The guru model works its spell on an immature mind not a seasoned
one. Yes, we will still follow gurus, teachers, prophets, masters
long into the future (it is an epigenetic predisposition), but
hopefully with one important caveat: the gurus are NOT perfect. We
finally realized that lesson during the Protestant Reformation
(remember the Pope is not infallible!) when it came to Christianity
and guessed what blossomed because of it? SCIENCE.

Now the guru world must undergo its purge, its protest movement, its
Lutheran revelations. And when the dust settles, mysticism can be
divorced from myth, masters acknowledged as mortal, and enlightenment
understood as progressive (not permanent) insight. Until that is done
we live in a truly CON-fused time, where rationality flirts with
silliness and sincere devotion with gross gullibility. The Guru is
DEAD. And, to echo Nietzsche, we have killed him. We killed him by
taking his turban off, by shaving his beard, by seeing him naked. And
what did we find? Ourselves.

• [Record set]
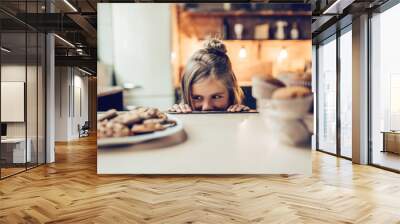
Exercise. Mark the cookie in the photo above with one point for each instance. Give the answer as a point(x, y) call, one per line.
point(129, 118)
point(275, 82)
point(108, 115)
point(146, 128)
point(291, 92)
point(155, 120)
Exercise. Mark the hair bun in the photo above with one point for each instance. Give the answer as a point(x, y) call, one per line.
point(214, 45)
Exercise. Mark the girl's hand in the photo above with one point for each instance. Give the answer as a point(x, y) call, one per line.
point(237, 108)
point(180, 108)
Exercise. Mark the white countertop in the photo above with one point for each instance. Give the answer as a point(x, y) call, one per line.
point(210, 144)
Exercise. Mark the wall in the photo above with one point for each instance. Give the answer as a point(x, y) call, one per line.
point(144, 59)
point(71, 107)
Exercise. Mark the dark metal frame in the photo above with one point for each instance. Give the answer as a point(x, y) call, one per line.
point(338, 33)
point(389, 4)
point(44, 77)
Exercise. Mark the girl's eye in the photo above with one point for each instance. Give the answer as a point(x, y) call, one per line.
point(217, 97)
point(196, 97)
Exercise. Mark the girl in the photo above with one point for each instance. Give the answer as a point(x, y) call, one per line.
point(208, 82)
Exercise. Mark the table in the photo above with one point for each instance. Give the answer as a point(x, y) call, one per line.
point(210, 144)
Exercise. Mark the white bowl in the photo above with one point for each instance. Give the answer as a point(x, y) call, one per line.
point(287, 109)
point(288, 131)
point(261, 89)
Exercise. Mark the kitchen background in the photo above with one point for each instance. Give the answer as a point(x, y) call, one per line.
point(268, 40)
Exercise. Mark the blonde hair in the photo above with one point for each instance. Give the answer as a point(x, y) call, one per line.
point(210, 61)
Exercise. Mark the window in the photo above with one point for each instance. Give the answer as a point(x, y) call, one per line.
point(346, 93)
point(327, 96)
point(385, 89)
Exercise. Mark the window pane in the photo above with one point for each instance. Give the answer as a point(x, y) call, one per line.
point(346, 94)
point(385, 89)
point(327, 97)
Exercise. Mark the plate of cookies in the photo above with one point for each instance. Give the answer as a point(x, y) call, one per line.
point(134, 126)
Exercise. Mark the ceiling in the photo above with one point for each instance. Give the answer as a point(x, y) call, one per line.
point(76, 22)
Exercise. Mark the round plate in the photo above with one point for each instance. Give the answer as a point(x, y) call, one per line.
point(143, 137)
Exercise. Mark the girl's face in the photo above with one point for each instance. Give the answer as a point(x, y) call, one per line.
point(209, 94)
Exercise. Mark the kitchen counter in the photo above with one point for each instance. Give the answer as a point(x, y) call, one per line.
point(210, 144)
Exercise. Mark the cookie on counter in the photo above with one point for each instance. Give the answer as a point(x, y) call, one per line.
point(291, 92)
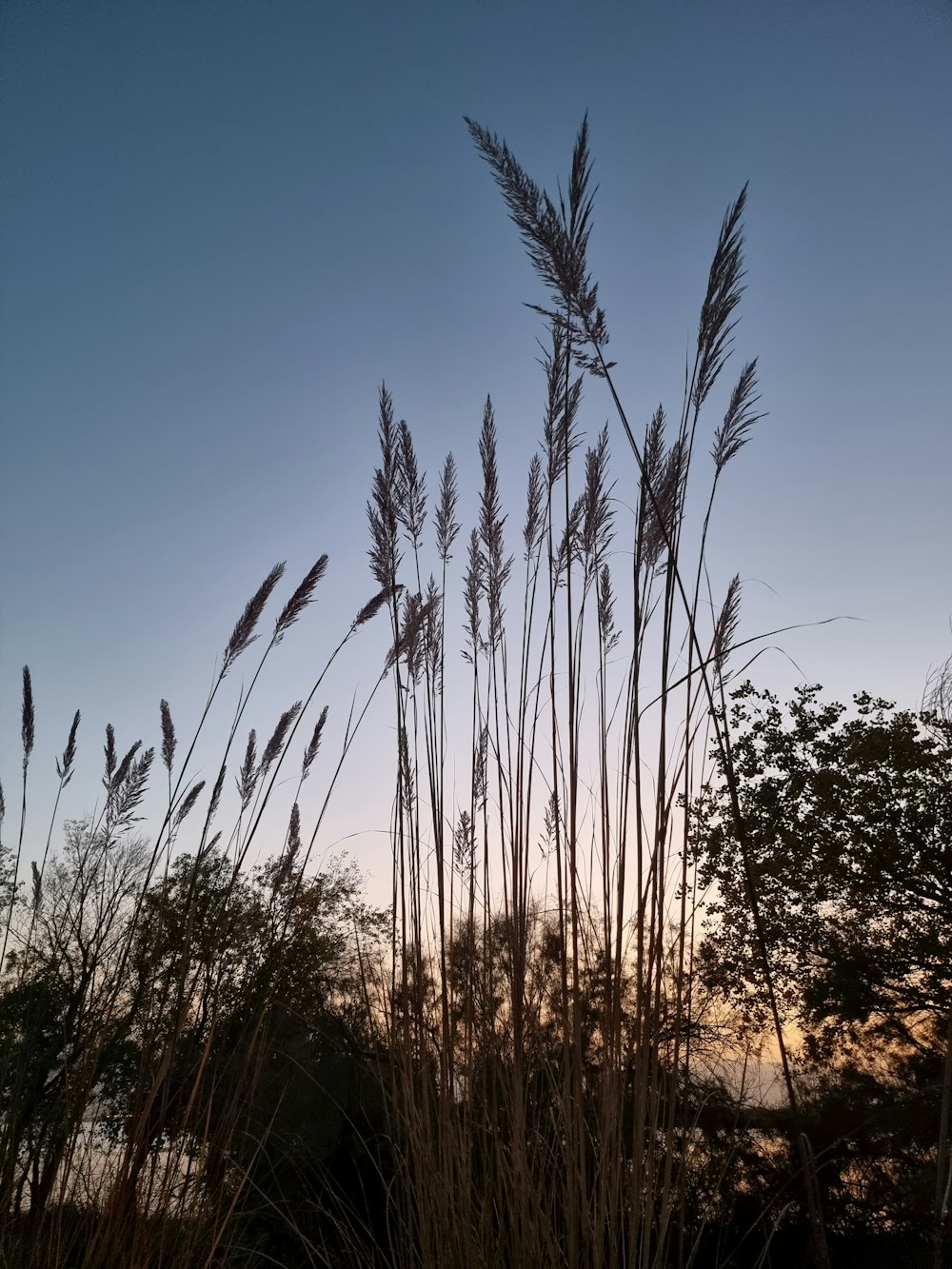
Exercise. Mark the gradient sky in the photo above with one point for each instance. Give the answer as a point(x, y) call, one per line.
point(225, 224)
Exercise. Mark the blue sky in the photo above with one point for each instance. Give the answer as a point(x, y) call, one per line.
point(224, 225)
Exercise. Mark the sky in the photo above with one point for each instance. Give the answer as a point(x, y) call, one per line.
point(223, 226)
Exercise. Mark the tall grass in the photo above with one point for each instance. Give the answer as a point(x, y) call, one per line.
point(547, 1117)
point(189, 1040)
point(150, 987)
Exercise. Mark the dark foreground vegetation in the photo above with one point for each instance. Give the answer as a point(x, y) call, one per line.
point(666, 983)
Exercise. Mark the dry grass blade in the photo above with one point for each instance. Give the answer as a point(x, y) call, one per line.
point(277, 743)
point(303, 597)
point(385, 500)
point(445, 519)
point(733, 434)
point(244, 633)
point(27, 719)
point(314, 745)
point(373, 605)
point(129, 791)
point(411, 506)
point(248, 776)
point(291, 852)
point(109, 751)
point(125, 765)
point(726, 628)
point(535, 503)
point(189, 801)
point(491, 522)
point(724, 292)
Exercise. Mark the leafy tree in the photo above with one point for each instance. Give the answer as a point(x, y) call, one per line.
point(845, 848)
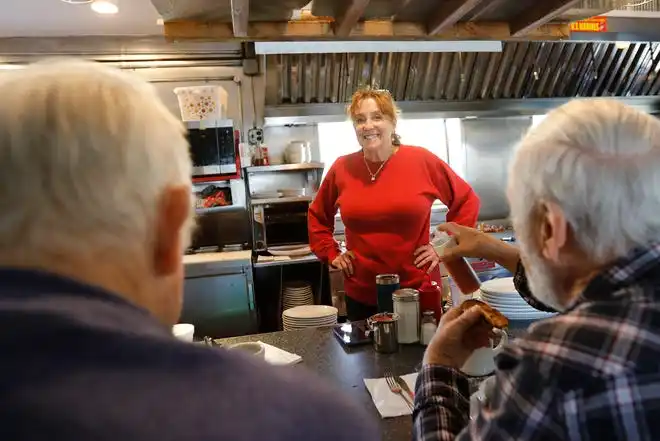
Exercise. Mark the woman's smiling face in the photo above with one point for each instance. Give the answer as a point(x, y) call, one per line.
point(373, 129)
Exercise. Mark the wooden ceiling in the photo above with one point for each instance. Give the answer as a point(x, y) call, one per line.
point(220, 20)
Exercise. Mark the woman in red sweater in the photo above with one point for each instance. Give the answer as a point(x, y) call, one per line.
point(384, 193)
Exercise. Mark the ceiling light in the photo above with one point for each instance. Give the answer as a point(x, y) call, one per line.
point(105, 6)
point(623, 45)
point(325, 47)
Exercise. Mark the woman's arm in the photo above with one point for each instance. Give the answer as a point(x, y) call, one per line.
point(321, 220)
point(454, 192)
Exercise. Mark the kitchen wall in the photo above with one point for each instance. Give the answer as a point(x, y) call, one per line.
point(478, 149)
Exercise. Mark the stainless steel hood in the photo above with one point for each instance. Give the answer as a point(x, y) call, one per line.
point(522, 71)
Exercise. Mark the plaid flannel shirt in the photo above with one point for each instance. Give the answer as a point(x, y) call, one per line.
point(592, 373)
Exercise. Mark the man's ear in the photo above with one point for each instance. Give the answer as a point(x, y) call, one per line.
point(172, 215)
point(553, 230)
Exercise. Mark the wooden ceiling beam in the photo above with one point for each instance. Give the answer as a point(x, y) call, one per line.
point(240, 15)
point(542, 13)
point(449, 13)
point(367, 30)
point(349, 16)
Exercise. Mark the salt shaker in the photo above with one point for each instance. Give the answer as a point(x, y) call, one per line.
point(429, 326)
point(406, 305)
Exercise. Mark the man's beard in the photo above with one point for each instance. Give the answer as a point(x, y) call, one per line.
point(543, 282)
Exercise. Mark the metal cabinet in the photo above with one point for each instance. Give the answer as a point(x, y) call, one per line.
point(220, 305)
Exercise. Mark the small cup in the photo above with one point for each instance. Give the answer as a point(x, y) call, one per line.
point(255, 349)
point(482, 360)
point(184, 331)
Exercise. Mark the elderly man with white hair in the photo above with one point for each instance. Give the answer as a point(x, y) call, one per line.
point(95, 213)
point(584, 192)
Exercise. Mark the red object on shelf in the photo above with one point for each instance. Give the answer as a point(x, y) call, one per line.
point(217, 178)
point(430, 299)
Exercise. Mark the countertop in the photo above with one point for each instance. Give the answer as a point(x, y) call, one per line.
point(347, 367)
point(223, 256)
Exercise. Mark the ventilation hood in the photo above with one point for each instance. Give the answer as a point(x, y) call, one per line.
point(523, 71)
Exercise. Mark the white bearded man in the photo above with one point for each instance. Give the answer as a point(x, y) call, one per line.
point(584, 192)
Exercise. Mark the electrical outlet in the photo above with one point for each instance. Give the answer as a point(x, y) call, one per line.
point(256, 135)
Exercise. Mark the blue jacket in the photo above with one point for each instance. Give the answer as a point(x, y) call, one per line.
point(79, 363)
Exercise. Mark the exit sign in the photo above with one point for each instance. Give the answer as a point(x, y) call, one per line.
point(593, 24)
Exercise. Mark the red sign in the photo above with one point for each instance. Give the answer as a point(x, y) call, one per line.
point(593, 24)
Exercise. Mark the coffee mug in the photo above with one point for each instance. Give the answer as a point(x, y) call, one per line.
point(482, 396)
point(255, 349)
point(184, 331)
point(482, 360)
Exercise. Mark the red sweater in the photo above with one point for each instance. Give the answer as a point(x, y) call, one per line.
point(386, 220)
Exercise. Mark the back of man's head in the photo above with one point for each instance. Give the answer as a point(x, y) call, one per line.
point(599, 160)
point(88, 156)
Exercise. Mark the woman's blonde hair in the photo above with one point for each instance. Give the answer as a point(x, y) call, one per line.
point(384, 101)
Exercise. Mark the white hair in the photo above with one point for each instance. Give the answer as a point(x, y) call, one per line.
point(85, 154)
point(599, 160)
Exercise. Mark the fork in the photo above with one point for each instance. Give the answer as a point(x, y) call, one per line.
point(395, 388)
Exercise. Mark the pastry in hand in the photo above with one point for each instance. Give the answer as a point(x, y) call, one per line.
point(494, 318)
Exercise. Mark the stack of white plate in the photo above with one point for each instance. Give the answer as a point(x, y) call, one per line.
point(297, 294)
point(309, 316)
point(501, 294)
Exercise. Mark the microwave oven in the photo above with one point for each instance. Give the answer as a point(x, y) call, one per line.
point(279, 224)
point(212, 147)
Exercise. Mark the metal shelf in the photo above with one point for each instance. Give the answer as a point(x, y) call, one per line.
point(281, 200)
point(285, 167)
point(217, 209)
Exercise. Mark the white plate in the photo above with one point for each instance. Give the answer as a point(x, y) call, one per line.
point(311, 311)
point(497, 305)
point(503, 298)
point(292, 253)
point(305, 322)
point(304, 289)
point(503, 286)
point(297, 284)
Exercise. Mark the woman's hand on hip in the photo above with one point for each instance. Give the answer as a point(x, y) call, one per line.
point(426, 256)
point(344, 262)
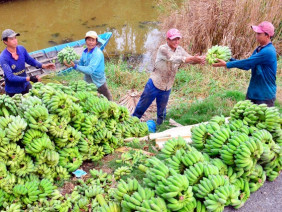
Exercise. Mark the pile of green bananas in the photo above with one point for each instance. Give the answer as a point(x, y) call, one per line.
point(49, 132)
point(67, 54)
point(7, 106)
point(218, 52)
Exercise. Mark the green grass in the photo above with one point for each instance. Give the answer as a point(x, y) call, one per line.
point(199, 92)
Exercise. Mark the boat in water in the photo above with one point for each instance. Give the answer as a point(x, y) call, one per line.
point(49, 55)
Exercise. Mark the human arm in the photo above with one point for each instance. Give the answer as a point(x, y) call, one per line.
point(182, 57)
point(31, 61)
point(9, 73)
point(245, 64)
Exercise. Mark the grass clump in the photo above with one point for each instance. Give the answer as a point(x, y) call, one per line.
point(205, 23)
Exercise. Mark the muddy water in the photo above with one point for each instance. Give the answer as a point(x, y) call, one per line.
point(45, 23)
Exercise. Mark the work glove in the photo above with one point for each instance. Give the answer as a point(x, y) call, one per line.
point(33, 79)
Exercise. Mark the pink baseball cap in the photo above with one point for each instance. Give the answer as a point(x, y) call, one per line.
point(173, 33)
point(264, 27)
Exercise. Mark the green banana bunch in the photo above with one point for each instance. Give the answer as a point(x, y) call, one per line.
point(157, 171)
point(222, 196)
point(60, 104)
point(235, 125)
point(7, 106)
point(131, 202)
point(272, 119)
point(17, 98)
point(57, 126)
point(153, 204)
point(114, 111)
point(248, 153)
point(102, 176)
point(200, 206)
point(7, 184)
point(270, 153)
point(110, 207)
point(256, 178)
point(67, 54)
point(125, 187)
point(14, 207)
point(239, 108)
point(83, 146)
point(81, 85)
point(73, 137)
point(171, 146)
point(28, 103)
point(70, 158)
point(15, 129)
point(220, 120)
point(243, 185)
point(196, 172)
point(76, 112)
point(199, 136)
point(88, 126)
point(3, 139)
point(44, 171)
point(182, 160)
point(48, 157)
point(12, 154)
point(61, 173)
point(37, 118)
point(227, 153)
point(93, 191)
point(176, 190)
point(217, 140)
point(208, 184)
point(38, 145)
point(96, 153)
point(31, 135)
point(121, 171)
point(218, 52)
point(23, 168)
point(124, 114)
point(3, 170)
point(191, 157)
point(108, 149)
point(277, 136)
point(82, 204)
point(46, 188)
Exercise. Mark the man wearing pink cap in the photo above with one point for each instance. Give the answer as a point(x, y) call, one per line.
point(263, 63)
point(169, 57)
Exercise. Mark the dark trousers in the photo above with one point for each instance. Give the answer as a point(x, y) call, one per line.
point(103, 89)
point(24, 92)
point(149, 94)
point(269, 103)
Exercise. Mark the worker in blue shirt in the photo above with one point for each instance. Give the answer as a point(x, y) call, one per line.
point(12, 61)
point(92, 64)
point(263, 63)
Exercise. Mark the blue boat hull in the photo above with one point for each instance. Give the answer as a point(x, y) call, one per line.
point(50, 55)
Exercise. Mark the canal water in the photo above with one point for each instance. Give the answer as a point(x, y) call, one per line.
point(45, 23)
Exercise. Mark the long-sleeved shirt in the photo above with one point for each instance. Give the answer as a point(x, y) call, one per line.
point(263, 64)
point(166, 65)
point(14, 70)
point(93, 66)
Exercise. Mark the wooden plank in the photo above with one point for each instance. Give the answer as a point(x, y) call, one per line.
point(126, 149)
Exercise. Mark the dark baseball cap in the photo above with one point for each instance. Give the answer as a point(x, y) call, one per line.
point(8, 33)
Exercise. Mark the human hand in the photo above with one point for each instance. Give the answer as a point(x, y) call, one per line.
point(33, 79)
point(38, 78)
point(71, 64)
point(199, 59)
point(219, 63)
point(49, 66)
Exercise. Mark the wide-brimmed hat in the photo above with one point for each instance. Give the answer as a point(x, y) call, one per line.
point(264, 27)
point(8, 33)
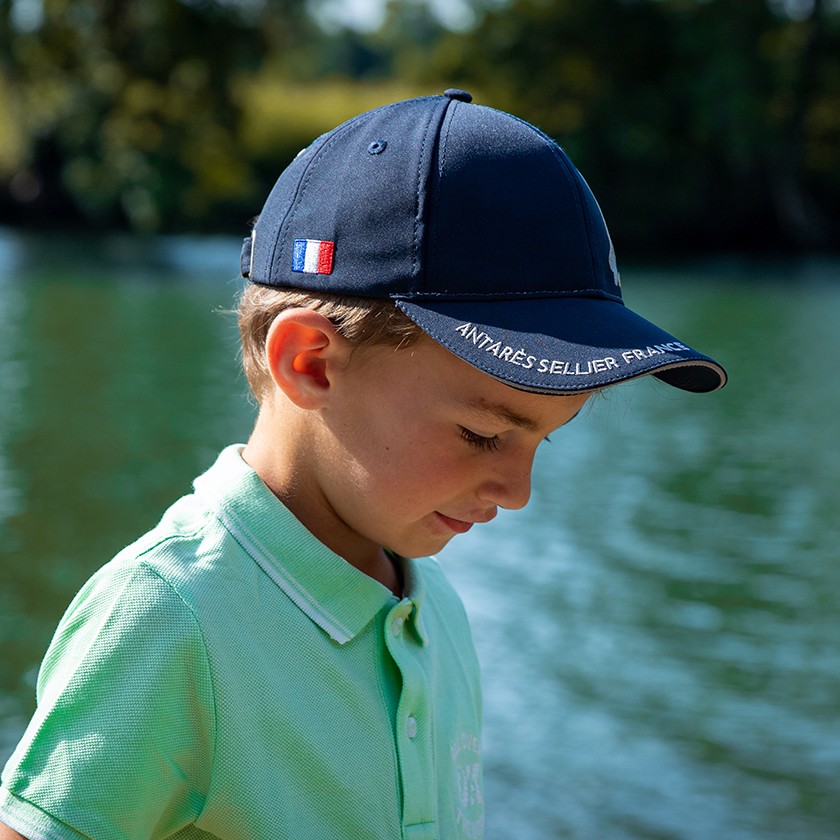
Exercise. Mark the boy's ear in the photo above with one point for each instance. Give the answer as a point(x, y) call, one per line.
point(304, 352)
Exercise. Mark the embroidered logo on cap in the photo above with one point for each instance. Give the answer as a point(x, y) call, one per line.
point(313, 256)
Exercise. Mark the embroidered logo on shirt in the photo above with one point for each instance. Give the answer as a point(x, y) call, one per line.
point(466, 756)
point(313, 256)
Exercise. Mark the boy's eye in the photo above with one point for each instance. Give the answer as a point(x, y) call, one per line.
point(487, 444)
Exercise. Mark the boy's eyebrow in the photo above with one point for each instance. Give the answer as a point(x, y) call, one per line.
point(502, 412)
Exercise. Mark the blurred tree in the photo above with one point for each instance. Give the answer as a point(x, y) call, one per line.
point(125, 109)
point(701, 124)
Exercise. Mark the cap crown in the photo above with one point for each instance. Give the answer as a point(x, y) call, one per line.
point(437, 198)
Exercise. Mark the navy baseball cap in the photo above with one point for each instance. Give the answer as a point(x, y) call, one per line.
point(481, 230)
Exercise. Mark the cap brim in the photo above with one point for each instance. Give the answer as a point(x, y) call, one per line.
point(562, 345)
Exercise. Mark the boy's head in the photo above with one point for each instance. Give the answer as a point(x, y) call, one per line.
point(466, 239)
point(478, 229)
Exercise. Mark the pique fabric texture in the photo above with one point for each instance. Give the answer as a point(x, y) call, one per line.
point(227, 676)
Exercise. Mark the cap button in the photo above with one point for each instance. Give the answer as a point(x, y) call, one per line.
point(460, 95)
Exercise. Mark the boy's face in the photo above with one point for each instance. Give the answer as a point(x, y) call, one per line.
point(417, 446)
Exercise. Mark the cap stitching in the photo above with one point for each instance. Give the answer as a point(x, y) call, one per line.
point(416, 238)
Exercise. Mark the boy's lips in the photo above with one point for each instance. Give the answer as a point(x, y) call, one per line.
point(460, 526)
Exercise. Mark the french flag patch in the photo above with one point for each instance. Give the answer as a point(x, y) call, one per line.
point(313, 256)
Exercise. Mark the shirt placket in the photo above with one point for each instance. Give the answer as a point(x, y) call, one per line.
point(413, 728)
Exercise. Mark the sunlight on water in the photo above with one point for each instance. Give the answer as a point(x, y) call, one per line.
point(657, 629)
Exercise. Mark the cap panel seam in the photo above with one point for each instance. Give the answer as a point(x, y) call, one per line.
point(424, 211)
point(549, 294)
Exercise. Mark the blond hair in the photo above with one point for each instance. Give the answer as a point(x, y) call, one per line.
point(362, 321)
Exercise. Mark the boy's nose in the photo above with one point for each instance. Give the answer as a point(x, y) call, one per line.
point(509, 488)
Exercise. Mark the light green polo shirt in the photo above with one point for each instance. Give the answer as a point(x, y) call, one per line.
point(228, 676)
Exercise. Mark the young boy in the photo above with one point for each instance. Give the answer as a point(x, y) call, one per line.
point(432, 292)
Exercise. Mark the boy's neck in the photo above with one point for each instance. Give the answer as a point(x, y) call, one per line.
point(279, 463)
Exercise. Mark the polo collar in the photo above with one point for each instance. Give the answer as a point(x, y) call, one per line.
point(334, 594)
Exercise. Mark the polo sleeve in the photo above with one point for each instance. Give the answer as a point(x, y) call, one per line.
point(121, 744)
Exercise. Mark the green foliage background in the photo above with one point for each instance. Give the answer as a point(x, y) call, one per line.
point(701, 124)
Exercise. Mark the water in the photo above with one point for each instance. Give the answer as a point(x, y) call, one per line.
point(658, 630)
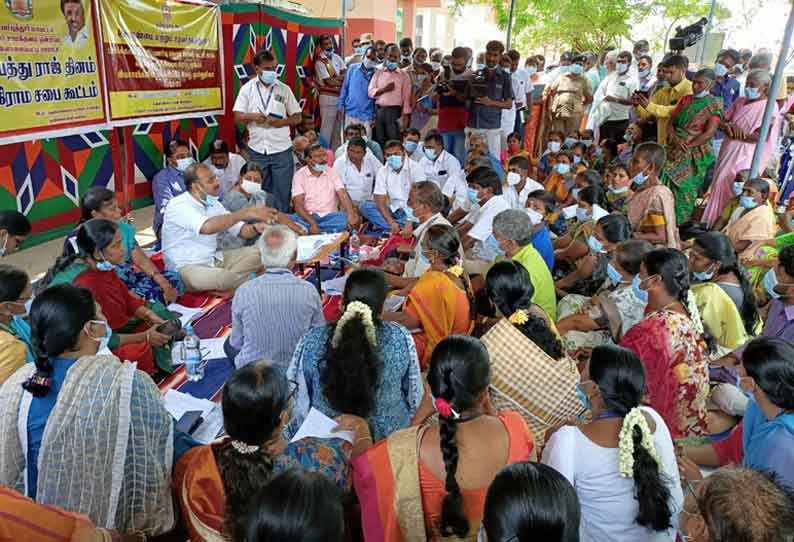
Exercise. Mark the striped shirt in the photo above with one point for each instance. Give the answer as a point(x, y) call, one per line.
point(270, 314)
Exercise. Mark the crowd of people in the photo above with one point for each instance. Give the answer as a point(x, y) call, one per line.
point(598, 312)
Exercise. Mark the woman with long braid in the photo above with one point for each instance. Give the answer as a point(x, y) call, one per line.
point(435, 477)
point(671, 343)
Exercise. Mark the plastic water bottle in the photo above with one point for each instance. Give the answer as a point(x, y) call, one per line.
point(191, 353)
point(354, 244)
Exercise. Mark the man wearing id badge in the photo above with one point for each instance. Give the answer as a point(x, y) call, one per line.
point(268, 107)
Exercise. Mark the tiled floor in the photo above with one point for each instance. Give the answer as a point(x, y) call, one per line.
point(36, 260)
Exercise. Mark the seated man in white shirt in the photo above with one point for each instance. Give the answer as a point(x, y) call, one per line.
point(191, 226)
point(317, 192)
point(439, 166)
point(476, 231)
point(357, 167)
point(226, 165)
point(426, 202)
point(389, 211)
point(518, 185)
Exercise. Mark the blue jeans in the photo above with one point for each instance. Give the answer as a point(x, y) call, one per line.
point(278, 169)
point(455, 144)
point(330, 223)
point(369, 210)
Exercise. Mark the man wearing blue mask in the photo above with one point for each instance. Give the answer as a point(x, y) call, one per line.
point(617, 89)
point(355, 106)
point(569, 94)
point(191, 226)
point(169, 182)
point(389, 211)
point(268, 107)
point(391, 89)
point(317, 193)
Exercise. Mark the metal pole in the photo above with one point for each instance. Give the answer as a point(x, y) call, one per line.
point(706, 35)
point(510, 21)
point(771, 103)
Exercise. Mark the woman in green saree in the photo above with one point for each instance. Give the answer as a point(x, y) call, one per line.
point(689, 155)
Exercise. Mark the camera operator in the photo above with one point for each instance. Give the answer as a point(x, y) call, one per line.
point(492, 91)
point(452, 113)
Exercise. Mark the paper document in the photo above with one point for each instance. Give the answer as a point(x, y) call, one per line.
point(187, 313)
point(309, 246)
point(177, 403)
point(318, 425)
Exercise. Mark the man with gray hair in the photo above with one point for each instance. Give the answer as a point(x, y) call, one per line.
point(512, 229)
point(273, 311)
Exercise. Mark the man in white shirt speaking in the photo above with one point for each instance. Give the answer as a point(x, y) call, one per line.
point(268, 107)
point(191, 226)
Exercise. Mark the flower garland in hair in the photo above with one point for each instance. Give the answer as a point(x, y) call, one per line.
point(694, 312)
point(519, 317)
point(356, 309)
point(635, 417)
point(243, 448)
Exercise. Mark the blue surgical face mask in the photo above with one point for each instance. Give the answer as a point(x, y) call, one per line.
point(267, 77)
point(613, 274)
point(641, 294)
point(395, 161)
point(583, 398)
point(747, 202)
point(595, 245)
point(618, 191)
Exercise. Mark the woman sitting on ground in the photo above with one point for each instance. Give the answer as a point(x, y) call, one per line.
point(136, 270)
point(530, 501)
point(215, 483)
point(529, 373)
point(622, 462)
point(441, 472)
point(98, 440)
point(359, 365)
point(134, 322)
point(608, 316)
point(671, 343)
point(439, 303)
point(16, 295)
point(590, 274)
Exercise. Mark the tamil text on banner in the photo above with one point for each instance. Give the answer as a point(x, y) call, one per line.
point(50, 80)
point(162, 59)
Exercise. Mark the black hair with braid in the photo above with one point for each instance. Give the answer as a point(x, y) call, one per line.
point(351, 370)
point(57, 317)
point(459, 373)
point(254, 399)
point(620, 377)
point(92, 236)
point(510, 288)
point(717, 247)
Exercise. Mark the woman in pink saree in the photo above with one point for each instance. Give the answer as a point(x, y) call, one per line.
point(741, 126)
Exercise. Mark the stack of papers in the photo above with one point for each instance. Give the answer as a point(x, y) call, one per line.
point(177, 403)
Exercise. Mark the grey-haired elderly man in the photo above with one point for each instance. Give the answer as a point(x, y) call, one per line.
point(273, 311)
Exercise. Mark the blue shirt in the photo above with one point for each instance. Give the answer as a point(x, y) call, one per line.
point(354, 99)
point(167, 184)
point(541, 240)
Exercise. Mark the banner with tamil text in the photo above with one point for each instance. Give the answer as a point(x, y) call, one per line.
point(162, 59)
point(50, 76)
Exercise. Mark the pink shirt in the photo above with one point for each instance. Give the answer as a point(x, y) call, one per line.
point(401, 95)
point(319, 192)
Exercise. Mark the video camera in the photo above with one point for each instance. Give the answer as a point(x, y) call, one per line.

• [Objectives]
1. Quote everything in the guru passage from "Now the guru" down to "we find? Ourselves.".
2. Print everything in the records from the line containing "Exercise. Mark the green foliage" down to and including the line containing "point(36, 260)", but leave the pictures out.
The records are unrelated to the guru passage.

• [Solved problems]
1.
Now the guru world must undergo its purge, its protest movement, its
Lutheran revelations. And when the dust settles, mysticism can be
divorced from myth, masters acknowledged as mortal, and enlightenment
understood as progressive (not permanent) insight. Until that is done
we live in a truly CON-fused time, where rationality flirts with
silliness and sincere devotion with gross gullibility. The Guru is
DEAD. And, to echo Nietzsche, we have killed him. We killed him by
taking his turban off, by shaving his beard, by seeing him naked. And
what did we find? Ourselves.

2.
Exercise. Mark the green foliage background in the photo above with one point for each instance. Give the answer as a point(x, y) call, one per line.
point(701, 124)
Exercise. Mark the water in the photo above with one point for each instance. Give the answer as a point(x, y) call, one per line.
point(658, 630)
Exercise. Mark the striped shirt in the photo above with one point for each instance. Give the answer as a point(x, y) call, one per line.
point(270, 314)
Exercise. Mark the crowd of people in the photo above with one point for each instance. Give the answer as a point(x, y) call, one per line.
point(598, 312)
Exercise. Mark the woman with long braid in the photo above with one point for each instance. Give the answer as a point(x, y) call, one per line.
point(435, 477)
point(671, 343)
Exercise. Mark the plastic water bottle in the photo above with one point for each instance. Give the answer as a point(x, y) call, one per line.
point(191, 353)
point(354, 244)
Exercise. Mark the man wearing id badge in the photo above with one point for each instance. Give the answer as a point(x, y) call, one per line.
point(268, 107)
Exercise. Mark the tiled floor in the photo above with one point for each instance. Give the answer as a point(x, y) call, one per line.
point(36, 260)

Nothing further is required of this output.